実行する課題:
- a) 陰謀論についての文章に出てくる戦争や紛争の名前を、すべて書き出すこと。
- b) 陰謀論についての文章にある「株価もアメリカ政府や金融マフィアが差配している。」という一文を英語に訳せ。
- c) 陰謀論についての文章をもとに、次の問いに短く答えよ。
(i) 「陰謀論」はどのようなものだと述べられているか。
(ii) 世界の為替市場を牛耳っているとされるのは何か。
(iii) 湾岸戦争後に何が進行したとされているか。

文書セクション:
....

「古くは「ノストラダムスの大予言」、最近でも「ユダヤ人支配説」
「アメリカの陰謀説」など経済や社会情勢で、不安をあおるような、
そして、世の中の人々の裏側で、知られない「黒幕」が世界を動かしている
というせつが出回ります。
「陰謀論」は、分かりやすいものです。」
■世界の為替市場は「国際金融マフィア」が牛耳っている。「アメリカ政府」
が動かしている。
アメリカせいふとその背後にあるユダヤ、金融マフィアによって、これから
起きることは全て決められている。
アメリカが資金調達をしたいときには、アメリカ政府の「陰謀」により「ドル高」
が進行する。
などです。
例えば、湾岸戦争で、アメリカが資金が必要になったため、湾岸戦争後に「ドル高」
が進行した。
ウクライナ戦争やイスラエル紛争でアメリカが資金を獲得したいために「ドル高」が
進行している。
いずれもアメリカ政府が描いたシナリオである。
株価もアメリカ政府や金融マフィアが差配している。

....

データ行:
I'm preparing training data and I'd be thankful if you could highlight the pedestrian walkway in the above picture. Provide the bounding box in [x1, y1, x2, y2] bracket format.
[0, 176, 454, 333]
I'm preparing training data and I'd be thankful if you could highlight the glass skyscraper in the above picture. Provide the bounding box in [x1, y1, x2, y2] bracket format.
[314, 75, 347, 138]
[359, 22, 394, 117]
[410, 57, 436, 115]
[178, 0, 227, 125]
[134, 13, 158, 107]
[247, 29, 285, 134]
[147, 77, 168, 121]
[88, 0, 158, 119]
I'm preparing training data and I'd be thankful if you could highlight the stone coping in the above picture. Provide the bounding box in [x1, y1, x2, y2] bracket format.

....

想定される回答:
- a)
湾岸戦争
ウクライナ戦争
イスラエル紛争

- b) Stock prices, too, are controlled by the US government and the financial mafia.

- c)
(i) 分かりやすいもの
(ii) 「国際金融マフィア」
(iii) 「ドル高」